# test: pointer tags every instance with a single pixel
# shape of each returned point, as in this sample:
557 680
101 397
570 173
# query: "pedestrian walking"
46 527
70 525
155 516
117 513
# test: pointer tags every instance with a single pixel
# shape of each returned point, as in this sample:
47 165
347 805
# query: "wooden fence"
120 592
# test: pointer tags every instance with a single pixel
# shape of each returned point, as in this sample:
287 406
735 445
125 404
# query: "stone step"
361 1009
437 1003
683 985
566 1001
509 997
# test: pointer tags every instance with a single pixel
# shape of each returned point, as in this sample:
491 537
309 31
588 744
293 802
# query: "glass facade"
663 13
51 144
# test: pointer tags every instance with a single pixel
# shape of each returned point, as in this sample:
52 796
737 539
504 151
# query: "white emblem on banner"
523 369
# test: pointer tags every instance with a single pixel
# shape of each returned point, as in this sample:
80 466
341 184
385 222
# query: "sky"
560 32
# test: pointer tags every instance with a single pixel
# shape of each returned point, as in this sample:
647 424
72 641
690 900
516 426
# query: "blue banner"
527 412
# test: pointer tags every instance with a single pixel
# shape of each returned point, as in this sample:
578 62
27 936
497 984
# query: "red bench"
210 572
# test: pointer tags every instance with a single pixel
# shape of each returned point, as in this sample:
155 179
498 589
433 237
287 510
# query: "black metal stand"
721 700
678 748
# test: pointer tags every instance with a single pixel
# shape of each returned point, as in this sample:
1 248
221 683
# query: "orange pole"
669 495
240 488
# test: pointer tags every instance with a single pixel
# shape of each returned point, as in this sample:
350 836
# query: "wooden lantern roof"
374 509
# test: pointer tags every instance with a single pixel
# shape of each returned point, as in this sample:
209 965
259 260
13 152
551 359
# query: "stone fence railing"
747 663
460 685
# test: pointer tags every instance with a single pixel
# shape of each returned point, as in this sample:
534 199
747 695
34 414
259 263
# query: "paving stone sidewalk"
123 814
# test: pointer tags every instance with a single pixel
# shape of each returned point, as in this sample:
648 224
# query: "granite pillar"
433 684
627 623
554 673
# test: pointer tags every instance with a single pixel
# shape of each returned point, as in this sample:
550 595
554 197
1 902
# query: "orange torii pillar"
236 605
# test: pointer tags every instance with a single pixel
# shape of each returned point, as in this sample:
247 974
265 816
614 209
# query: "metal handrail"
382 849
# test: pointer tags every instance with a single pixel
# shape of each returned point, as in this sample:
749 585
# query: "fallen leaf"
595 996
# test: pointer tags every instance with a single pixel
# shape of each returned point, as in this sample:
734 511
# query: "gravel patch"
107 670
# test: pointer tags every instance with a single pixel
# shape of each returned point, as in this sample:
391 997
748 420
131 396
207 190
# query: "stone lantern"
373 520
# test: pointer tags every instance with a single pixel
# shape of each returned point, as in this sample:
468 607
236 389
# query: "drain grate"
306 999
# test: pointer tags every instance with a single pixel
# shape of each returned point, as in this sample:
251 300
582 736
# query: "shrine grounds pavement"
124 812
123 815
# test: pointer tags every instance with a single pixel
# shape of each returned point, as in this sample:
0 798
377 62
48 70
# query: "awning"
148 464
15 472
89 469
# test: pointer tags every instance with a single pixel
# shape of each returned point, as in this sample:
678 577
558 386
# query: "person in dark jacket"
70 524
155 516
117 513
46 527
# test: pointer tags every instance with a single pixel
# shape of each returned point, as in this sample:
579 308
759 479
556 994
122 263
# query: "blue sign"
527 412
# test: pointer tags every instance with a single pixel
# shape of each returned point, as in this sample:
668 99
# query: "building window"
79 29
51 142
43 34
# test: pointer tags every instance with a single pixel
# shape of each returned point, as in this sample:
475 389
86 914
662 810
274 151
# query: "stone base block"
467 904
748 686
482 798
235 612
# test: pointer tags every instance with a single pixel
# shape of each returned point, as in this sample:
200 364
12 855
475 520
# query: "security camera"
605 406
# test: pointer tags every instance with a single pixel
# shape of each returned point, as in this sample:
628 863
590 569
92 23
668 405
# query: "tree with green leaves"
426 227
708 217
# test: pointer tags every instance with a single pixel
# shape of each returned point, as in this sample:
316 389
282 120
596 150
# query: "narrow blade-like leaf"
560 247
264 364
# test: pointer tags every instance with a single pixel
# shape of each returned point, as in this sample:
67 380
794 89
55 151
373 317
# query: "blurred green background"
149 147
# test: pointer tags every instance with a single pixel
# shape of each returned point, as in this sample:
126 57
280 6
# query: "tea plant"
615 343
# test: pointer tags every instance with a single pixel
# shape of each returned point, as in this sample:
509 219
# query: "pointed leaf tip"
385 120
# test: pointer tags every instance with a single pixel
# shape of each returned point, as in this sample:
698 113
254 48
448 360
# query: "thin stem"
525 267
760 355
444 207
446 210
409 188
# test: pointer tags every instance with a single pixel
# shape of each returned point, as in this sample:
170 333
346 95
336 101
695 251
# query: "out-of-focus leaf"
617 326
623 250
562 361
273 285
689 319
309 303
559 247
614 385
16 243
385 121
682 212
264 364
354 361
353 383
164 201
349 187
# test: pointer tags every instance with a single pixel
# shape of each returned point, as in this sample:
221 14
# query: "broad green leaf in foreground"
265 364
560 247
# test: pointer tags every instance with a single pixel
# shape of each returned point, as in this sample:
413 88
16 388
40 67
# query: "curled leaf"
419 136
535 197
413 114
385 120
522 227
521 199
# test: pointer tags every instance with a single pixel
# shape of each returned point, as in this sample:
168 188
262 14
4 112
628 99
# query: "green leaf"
────────────────
Task details:
The response should be a verbatim transcription of the data.

Response for this exercise:
# test: pointer tags every instance with a single pixel
# shape of each returned point, as in this sample:
557 680
101 397
570 173
# query: "pedestrian walking"
46 527
70 525
155 516
117 513
# test: pointer tags every instance with a single pixel
# shape of each returned point, as in this sample:
47 165
347 805
# query: "wooden fence"
120 592
# test: pointer tags every instance with a single pixel
# shape of each returned point, as in this sample:
287 406
735 445
125 404
# query: "stone step"
361 1009
437 1003
683 985
566 1001
509 997
# test: pointer tags every instance with a single pixel
# shape of each returned point, as in this sample:
491 537
309 31
588 744
293 802
# query: "glass facade"
663 13
51 144
# test: pointer tags every instance with a single pixel
# shape of each returned point, as in this sample:
52 796
737 539
504 151
# query: "white emblem on banner"
523 369
# test: pointer tags every instance with a single pixel
# shape of each returned point, as in this sample:
80 466
341 184
385 222
# query: "sky"
560 32
# test: pointer tags every instance with a single pixel
# shape of each returned point, as in this sample:
647 424
72 641
690 900
516 426
# query: "blue banner"
527 412
# test: pointer tags every instance with a single pixel
# shape of each returned point, as in this sample:
578 62
27 936
497 984
# query: "red bench"
210 572
# test: pointer tags every instance with a single pixel
# shape of each returned point, as in this sample:
155 179
498 589
433 237
287 510
# query: "black metal stand"
721 700
678 748
# test: pointer tags every instance with a single pixel
# shape of each returned point, as in this sample:
1 248
221 683
# query: "orange pole"
669 495
240 488
# test: pointer tags every instance with a single pixel
# shape of each returned point, as in this sample:
350 836
# query: "wooden lantern roof"
374 509
# test: pointer tags every instance with a single pixel
# shape of each returned point, as in this sample:
209 965
259 260
13 152
551 359
# query: "stone fence railing"
747 663
460 685
# test: pointer tags every instance with a single pixel
# shape of each returned point, as in this sample:
534 199
747 695
34 414
259 263
# query: "paving stone sidewalk"
123 814
# test: pointer tags every instance with a single pixel
# shape of each returned point, as in this sample:
648 224
# query: "granite pillar"
433 684
627 623
554 673
# test: pointer tags every instance with a single pixel
# shape of each returned point, as in this sample:
550 595
554 197
1 902
# query: "orange torii pillar"
236 605
# test: pointer tags every instance with a single pixel
# shape of each returned point, as in this sample:
247 974
265 816
614 209
# query: "metal handrail"
382 849
# test: pointer tags every instance with a single pixel
# shape of each returned point, as in this sample:
749 585
# query: "fallen leaf"
595 996
# test: pointer tags every instance with a single pixel
# shape of each returned point, as in this sample:
734 511
# query: "gravel patch"
107 670
# test: pointer tags every instance with a single pixel
# shape of each returned point, as in this sample:
391 997
748 420
131 396
207 190
# query: "stone lantern"
373 520
# test: pointer tags every instance with a single pixel
# shape of each returned point, as in this sample:
468 607
236 389
# query: "drain grate"
306 999
# test: pointer tags every instance with a single pixel
# shape of each returned point, as in this sample:
251 300
582 736
# query: "shrine grounds pavement"
124 812
123 815
# test: pointer tags every instance with a single pixel
# shape of each returned point, as in this sample:
0 798
377 62
48 70
# query: "awning"
148 464
15 472
89 469
# test: pointer tags every instance with a single pixel
# shape of each returned point, as in this sample:
678 577
558 386
# query: "person in dark jacket"
70 524
155 516
117 513
46 527
# test: pointer tags every instance with a single pixel
# shape of each returned point, as in this sample:
579 308
759 479
556 994
122 263
# query: "blue sign"
527 412
# test: pointer tags every instance with a single pixel
# shape of each returned point, as in this sample:
668 99
# query: "building window"
79 29
51 142
43 34
# test: pointer tags every instance with a single pixel
# shape of each returned point, as in this sample:
475 389
86 914
662 810
274 151
# query: "stone base block"
467 904
748 686
482 798
235 612
# test: pointer tags every instance with a single pixel
# shape of each returned point, as in this sample:
200 364
12 855
475 520
# query: "security camera"
605 406
# test: pointer tags every instance with a single pixel
# shape of each returned point, as in this sample:
628 863
590 569
92 23
668 405
# query: "tree with green leaves"
426 227
708 217
# test: pointer tags every instance with a single pixel
# shape of each returned point, as in this sample:
316 389
282 120
596 150
# query: "narrow blade-like leaf"
560 247
264 364
# test: pointer tags every instance with a single pixel
# shape of each returned point, as in this sample:
67 380
794 89
55 151
373 317
# query: "blurred green background"
149 147
# test: pointer tags every instance with a single pixel
# shape of each returned point, as in this sample:
126 57
280 6
# query: "tea plant"
615 343
# test: pointer tags every instance with a single pixel
# shape of each returned point, as in this sample:
509 219
# query: "pointed leaf tip"
385 120
# test: pointer tags every instance with a single pixel
# shape of each returned point, as in this sample:
698 113
254 48
448 360
# query: "thin stem"
525 267
760 355
444 207
446 210
409 188
# test: pointer tags every instance with a single pixel
# shape of each returned point, as in this sample:
170 333
346 95
336 101
695 251
# query: "out-of-focus leaf"
617 326
623 250
562 361
273 285
689 319
309 303
559 247
614 385
16 243
385 121
682 212
264 364
354 361
353 383
164 201
349 187
# test: pointer tags every instance with a single pixel
# shape of each returned point, as in this sample:
221 14
# query: "broad green leaf in foreground"
265 364
560 247
# test: pointer tags every instance with a single pixel
# shape of each returned point, as in this sample:
413 88
16 388
40 67
# query: "curled leaf"
419 136
535 197
413 114
385 120
522 227
521 199
# test: pointer tags every instance with a single pixel
# shape of each returned point, as in this sample:
168 188
262 14
4 112
628 99
# query: "green leaf"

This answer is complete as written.